### TUGAS TERTULIS 1
Salin dengan persis bagian artikel tentang pelatih Timor Leste dari "Meski kalah 0-1" sampai "dalam konferensi pers.".
### TUGAS TERTULIS 2
Tentukan apakah tiap pernyataan berikut sesuai dengan artikel tentang pelatih Timor Leste. Jawab ya atau tidak, lalu sertakan kutipan persis dari artikel itu yang menjadi dasarnya. (a) Timor Leste kalah 0-1 dari Indonesia. (b) Kim sudah melatih di Timor Leste selama 10 tahun. (c) Filipe Oliveira mendapat kartu merah.
### TUGAS TERTULIS 3
Tolong lanjutkan artikel tentang pelatih Timor Leste mulai dari titik berhentinya.

### PETIKAN TEKS

Selayang –
Pelatih Timor Leste Kim Shin-hwan bercerita bagaimana para pemainnya masih perlu belajar soal displin dan kontrol diri. Dia juga curhat soal sepakbola di sana.
Meski kalah 0-1 dari Indonesia di lanjutan Grup B SEA Games 2017, Timor Leste tampil merepotkan. Indonesia dibuat cukup kesulitan menciptakan peluang.
Namun penampilan yang cukup baik itu tercoreng dengan sikap tak sportif beberapa pemain di pengujung laga. Sejumlah pemain memicu kericuhan, hingga salah satunya yakni Filipe Oliveira dikartu merah.
Perkara sikap pemain ini yang diakui Kim masih sulit dibenahi. Padahal secara kemampuan teknik, ada potensi dari para pemain Timor Leste.
“Saya juga sering marah itu. Mungkin tadi (di pertandingan) yang pukul pemain lawan akan dicoret dari tim nasional, tidak akan dipanggil lagi lain kali. Saya maunya ya semua baik, main dengan baik,” Kim mengungkapkan.
“Tapi saya juga stres, mereka cepat sekali emosi dan panas. Kalau secara permainan ada teknik. Tapi yang juga penting itu disiplin,” imbuhnya dalam konferensi pers.
Tapi problem tersebut memang mengakar, hingga ke persoalan sistem pengembangan pemain, kompetisi, hingga infrastruktur. Kim menyadari dengan anggaran terbatas untuk timnasnya, perlu waktu untuk memperbaiki keadaan.
“Di Timor Leste ini ada banyak hal yang kurang, mungkin orang Indonesia tahu. Lapangan saja tidak ada. Lapangan satu dipakai berapa tim, mungkin 10 tim dalam satu hari,” Kim menyambung.
“Saya sudah melatih di Timor Leste 16 tahun. Di sini problemnya adalah semuanya bebas, tidak terkontrol. Para pemain bertindak sendiri-sendiri. Main di kampung-kampung, jadi rusak.”
“Kalau secara permainan ada teknik. Tapi yang juga penting itu disiplin. Problemnya itu tidak ada tempat terpusat untuk pemain. Mereka pulang ke rumah masing-masing. Kalau sudah begitu saya tidak tahu ya, mereka makan bagaimana, jaga kondisinya bagaimana.”

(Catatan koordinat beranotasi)
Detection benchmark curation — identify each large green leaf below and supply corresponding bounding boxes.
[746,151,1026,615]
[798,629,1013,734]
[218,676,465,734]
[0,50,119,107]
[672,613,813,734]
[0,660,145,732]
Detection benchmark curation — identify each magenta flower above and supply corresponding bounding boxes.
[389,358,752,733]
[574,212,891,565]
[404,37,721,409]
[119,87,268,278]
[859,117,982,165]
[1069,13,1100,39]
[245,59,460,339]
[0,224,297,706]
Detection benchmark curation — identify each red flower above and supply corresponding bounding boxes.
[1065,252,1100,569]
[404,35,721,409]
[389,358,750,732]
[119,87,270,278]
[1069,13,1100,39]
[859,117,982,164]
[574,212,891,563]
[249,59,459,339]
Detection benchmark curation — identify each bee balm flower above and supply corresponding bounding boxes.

### JAWABAN TUGAS 1
Meski kalah 0-1 dari Indonesia di lanjutan Grup B SEA Games 2017, Timor Leste tampil merepotkan. Indonesia dibuat cukup kesulitan menciptakan peluang.
Namun penampilan yang cukup baik itu tercoreng dengan sikap tak sportif beberapa pemain di pengujung laga. Sejumlah pemain memicu kericuhan, hingga salah satunya yakni Filipe Oliveira dikartu merah.
Perkara sikap pemain ini yang diakui Kim masih sulit dibenahi. Padahal secara kemampuan teknik, ada potensi dari para pemain Timor Leste.
“Saya juga sering marah itu. Mungkin tadi (di pertandingan) yang pukul pemain lawan akan dicoret dari tim nasional, tidak akan dipanggil lagi lain kali. Saya maunya ya semua baik, main dengan baik,” Kim mengungkapkan.
“Tapi saya juga stres, mereka cepat sekali emosi dan panas. Kalau secara permainan ada teknik. Tapi yang juga penting itu disiplin,” imbuhnya dalam konferensi pers.

### JAWABAN TUGAS 2
(a) Ya: "Meski kalah 0-1 dari Indonesia di lanjutan Grup B SEA Games 2017"
(b) Tidak: "Saya sudah melatih di Timor Leste 16 tahun."
(c) Ya: "salah satunya yakni Filipe Oliveira dikartu merah"

### JAWABAN TUGAS 3
“Tapi itu tadi masalahnya. Lapangan tidak ada, asrama pemain tidak ada. Penting untuk punya asrama, anak-anak bisa disiplin. Latihan tiap hari bisa serius. Saya maunya begitu, maunya begitu. Tapi susah, tak ada uang,” imbuhnya.
Tapi dengan segala keterbatasannya, Kim percaya generasi berikutnya di timnas Timor Leste masih akan lebih baik. Lulusan dari timnas U-19 akan coba dia poles sedemikian rupa sehingga punya kualitas lebih baik.
“Timor Leste yang ini punya masalah. Latihan tidak serius. Di sini kita mungkin cuma tiga hari baru semua berkumpul. Vietnam itu bagus, latihan di Korea dua minggu, main bagus,” Kim berujar.
“Tapi mereka pemain Timor Leste, tidak ada yang hormat dengan tim nasional atau negara. Tidak ada tanggung jawabnya. Seharusnya kalau dipilih timnas, latihan harus serius.”
“Anak-anak ini tackling-nya oke. Tackling saya lihat untuk ASEAN, oke. Tapi disiplin dan stamina yang penting, tidak ada. Kurang latihan. Saya maunya nanti semua yang ini out, lalu tim nasional yang U-19 jadi baru kita mulai yang serius,” sambung pria Korea Selatan.
Indonesia mungkin juga perlu lebih waspada dan hati-hati. Jika timnas Timor Leste yang bermasalah saja cukup untuk membuat tim ‘Merah-Putih’ kerepotan, bagaimana dengan yang lebih tertata?
Tentu saja memungkinkan kalau Timor Leste suatu saat melewati Indonesia, jika di sana lapangan semakin banyak dan fasilitas timnas yang dibutuhkan Kim telah tersedia.(ADI)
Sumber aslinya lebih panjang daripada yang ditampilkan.